» Selected excerpt:

>> BEGIN

Following article is picked up from today's morning report "The Financial Waves" by Waves Strategy Advisors. For daily research subscription please visit http://wavesstrategy.com/index.php/store.html
Bottom Line: Nifty had a strong negative
close after Gap up opening but prices reversed from the zone of 5480 – 5520!
Nifty daily
chart:
Nifty 60 mins
chart:
Wave Analysis:
In the
previous update we mentioned that “In short, as the larger trend of the market
is down it is better to adopt sell on rallies strategy and also keep stoploss
at sufficient levels to take care of volatility. On upside 5480 followed by
5550 will be important level to watch and move below 5340 will continue the
downtrend.”
Nifty had a strong
Gap up opening of more than 90 points near 5495 levels. Prices made a high of
5504 and failed to retest that level again during the day. Post 1 pm the
selloff pressure intensified and prices moved below previous day’s low of 5300.
In previous
update itself we mentioned that, “During
such high volatility environment it is prudent to have good risk management and
money management strategies designed before the market opens in order to avoid
any impulsive reaction to market movements. For example: A Gap down of 60
points would have resulted into strong selling emotion exactly at the lows and
when the Gap was covered which was indeed minor positive sign would have
resulted in creating longs but only to lose on both sides. Even if you are
placed on the right side of the market it does not necessarily mean making money
would be easy since volatility is going to be high.”

>> END

» Exercise a: Copy out the lines of the listing from its first line through the line that contains "[(630, 662)]", including both ends, and leave the pictures out.
The market report and the listing that follows it are unrelated material.

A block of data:
>> BEGIN

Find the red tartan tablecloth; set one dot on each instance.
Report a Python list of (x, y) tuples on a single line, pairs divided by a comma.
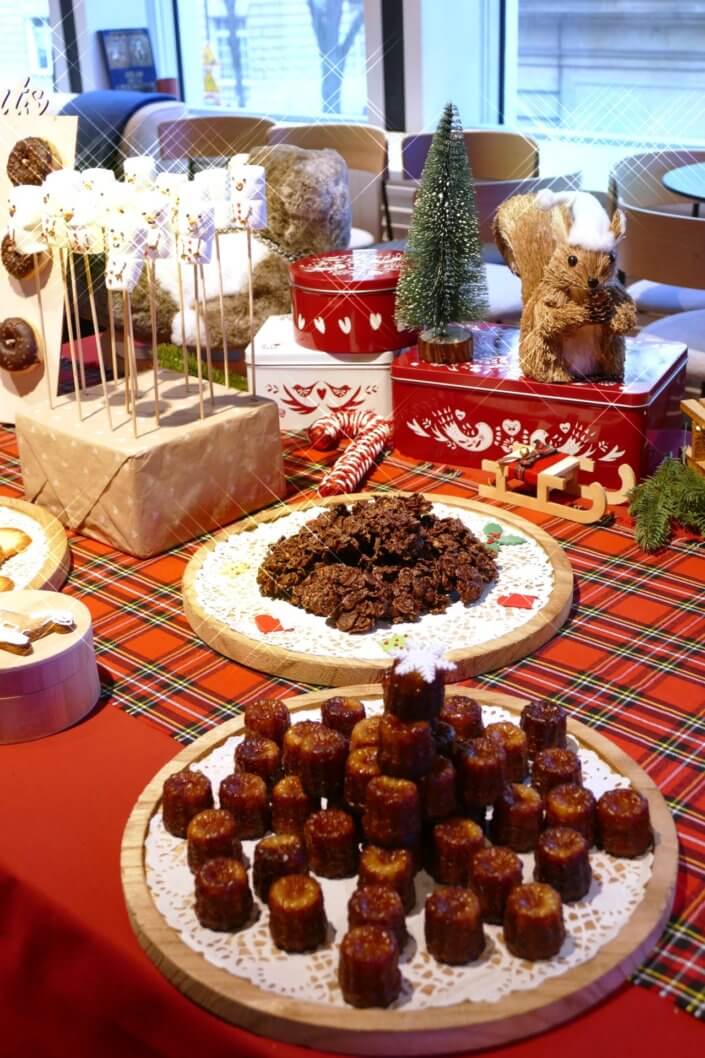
[(630, 662)]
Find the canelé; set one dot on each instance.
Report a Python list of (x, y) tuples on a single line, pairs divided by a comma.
[(296, 915), (331, 843), (368, 969), (517, 818), (624, 825), (493, 873), (534, 922), (210, 835), (184, 795), (453, 926), (393, 868), (223, 900), (572, 805), (247, 798), (274, 856)]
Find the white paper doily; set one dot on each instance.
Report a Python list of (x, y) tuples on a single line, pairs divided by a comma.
[(23, 567), (227, 589), (616, 890)]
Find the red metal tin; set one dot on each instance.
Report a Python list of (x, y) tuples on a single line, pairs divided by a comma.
[(465, 413), (343, 302)]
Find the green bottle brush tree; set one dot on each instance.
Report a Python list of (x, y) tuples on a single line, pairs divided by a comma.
[(443, 277)]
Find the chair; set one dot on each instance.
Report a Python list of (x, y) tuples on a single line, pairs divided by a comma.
[(217, 137), (493, 154), (363, 148), (636, 181), (670, 249)]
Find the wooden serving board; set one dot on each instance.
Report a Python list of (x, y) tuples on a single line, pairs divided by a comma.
[(54, 571), (465, 1026), (335, 671)]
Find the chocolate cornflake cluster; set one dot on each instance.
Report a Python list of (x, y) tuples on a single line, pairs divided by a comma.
[(385, 560)]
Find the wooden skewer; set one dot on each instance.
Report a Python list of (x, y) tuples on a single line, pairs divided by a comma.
[(152, 317), (184, 351), (199, 367), (74, 291), (98, 341), (209, 360), (222, 312), (253, 395), (129, 344), (42, 327), (113, 347), (69, 327)]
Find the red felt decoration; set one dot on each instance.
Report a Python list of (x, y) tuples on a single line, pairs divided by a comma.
[(518, 601)]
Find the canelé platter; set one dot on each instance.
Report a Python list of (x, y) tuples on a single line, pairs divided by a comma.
[(423, 1020), (46, 562), (522, 610)]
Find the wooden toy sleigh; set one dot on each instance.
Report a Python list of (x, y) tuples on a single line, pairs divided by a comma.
[(527, 476)]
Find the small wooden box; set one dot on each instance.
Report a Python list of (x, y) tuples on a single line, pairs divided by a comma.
[(57, 683)]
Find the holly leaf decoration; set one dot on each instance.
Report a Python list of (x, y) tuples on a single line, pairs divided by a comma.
[(396, 641)]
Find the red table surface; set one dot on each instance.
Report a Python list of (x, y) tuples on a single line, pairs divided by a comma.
[(74, 981)]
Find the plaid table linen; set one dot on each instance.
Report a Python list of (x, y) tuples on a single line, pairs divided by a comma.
[(629, 662)]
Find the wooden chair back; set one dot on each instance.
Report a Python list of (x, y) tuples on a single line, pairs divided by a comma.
[(363, 148), (493, 154), (663, 248), (636, 181), (219, 135)]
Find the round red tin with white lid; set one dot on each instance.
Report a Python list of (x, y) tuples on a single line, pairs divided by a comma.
[(343, 302)]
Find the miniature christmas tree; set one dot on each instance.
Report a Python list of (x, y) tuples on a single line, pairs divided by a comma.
[(443, 279)]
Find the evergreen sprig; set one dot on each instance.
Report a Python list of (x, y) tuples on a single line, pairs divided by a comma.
[(674, 493), (443, 278)]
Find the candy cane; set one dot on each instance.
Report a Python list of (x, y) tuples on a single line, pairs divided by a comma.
[(329, 430), (357, 459)]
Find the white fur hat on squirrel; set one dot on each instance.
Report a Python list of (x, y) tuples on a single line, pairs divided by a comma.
[(591, 224)]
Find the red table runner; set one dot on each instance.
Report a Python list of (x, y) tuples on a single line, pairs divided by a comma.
[(629, 662)]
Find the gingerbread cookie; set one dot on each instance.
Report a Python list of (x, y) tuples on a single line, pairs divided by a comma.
[(18, 265), (12, 542), (18, 345), (31, 161)]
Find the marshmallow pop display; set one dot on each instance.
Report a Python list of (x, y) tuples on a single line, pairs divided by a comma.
[(248, 201)]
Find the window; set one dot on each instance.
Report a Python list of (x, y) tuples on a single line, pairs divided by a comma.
[(606, 75), (288, 59), (25, 43)]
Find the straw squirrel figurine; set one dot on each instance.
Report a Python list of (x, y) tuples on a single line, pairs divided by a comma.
[(563, 248)]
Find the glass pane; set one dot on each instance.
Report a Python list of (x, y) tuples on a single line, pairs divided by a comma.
[(606, 73), (25, 43), (281, 58)]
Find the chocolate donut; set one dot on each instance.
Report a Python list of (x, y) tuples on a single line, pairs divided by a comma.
[(18, 345), (31, 161), (18, 265)]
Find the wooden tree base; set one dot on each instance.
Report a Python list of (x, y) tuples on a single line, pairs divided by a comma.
[(456, 348)]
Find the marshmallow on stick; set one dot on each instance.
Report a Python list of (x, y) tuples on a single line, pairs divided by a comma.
[(140, 171)]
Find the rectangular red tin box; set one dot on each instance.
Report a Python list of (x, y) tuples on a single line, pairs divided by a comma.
[(343, 302), (466, 413)]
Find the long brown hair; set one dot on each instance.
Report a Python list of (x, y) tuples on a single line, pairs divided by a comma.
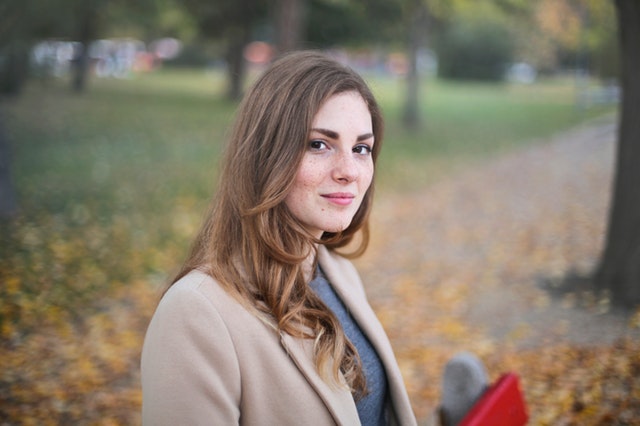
[(250, 242)]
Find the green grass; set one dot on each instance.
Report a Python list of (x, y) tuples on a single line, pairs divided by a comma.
[(129, 166), (467, 122)]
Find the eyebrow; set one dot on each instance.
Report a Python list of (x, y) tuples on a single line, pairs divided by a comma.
[(334, 135)]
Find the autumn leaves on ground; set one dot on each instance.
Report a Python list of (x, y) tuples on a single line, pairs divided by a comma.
[(460, 263), (469, 258)]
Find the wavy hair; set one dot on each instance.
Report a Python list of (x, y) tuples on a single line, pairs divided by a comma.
[(250, 242)]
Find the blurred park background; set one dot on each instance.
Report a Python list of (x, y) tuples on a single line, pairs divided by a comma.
[(493, 198)]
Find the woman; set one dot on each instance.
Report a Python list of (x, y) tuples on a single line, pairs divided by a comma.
[(267, 324)]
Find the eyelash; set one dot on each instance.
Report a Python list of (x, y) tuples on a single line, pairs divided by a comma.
[(314, 144)]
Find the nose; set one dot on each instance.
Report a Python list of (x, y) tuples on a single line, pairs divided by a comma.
[(345, 168)]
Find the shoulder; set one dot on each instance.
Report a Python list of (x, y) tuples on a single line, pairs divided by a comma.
[(197, 294), (340, 270)]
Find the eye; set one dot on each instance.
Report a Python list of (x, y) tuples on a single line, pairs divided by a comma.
[(317, 144), (362, 149)]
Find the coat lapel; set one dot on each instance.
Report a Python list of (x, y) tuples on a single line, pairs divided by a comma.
[(337, 399)]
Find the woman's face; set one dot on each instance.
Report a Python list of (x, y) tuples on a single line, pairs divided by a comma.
[(337, 167)]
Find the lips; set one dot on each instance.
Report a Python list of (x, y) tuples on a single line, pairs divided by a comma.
[(340, 198)]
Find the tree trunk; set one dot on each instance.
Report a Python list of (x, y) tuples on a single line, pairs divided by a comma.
[(8, 205), (236, 65), (619, 269), (411, 114), (289, 23)]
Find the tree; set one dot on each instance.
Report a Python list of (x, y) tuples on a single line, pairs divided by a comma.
[(232, 21), (290, 17), (619, 268)]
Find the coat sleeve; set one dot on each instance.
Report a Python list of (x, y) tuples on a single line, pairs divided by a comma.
[(190, 371)]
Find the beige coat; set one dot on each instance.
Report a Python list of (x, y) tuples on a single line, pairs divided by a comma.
[(207, 361)]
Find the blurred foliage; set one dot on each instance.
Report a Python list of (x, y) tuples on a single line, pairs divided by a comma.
[(476, 46), (112, 186)]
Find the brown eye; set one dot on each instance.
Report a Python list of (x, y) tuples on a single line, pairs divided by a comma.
[(362, 149), (317, 144)]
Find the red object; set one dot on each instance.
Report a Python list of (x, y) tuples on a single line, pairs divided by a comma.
[(501, 405)]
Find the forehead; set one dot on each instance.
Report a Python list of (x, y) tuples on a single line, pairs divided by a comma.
[(344, 110)]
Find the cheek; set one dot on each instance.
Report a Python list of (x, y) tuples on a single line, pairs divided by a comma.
[(367, 176)]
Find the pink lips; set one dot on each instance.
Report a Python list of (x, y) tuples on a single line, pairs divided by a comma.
[(340, 198)]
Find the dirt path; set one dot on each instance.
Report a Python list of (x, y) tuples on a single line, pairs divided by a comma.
[(466, 257)]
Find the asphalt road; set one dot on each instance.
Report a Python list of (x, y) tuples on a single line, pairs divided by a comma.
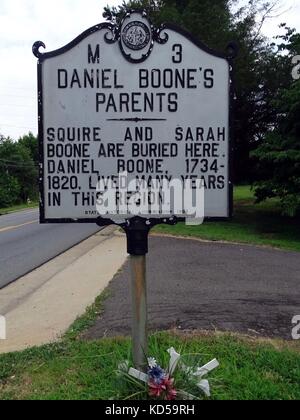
[(207, 286), (25, 244)]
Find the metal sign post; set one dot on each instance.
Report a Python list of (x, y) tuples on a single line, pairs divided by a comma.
[(154, 104)]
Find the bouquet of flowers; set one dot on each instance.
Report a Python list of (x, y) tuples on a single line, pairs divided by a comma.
[(161, 382)]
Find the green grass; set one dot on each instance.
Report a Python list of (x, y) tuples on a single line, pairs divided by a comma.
[(259, 224), (18, 207), (79, 370)]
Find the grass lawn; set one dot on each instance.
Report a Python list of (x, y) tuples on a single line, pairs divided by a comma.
[(80, 370), (18, 207), (259, 224)]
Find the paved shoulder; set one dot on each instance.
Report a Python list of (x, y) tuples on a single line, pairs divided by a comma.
[(195, 285)]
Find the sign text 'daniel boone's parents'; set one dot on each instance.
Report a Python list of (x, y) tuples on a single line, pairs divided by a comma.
[(153, 105)]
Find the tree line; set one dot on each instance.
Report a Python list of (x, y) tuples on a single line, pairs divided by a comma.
[(19, 162), (267, 97)]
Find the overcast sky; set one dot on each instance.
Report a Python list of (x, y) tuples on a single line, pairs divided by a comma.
[(56, 22)]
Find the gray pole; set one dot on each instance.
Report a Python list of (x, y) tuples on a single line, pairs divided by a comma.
[(139, 311)]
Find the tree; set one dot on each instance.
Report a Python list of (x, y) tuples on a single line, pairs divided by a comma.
[(18, 170), (260, 70)]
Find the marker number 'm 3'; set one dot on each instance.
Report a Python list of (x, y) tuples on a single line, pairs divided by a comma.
[(178, 50)]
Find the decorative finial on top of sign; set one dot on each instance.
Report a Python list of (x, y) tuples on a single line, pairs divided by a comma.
[(136, 35), (36, 48)]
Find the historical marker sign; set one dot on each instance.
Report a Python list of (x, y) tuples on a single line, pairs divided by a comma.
[(152, 103)]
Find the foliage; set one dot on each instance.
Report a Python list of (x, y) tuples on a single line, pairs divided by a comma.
[(261, 69), (18, 170), (279, 156)]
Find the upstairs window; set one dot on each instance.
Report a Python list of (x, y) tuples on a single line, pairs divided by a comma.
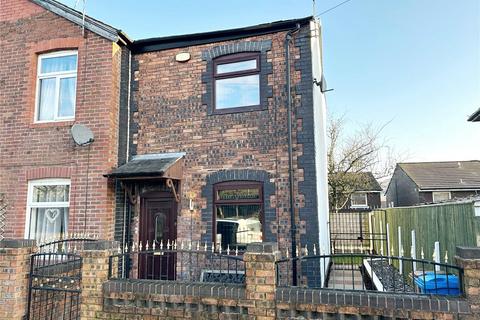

>> END

» Exercise b: According to the market report, what high did Nifty's prices reach during the day?

» Output a:
Find the red tartan tablecloth; set one dot on each instance.
Report a Python list of (x, y) tuples on a single line, pairs divided by a comma.
[(630, 662)]

» Output b: 5504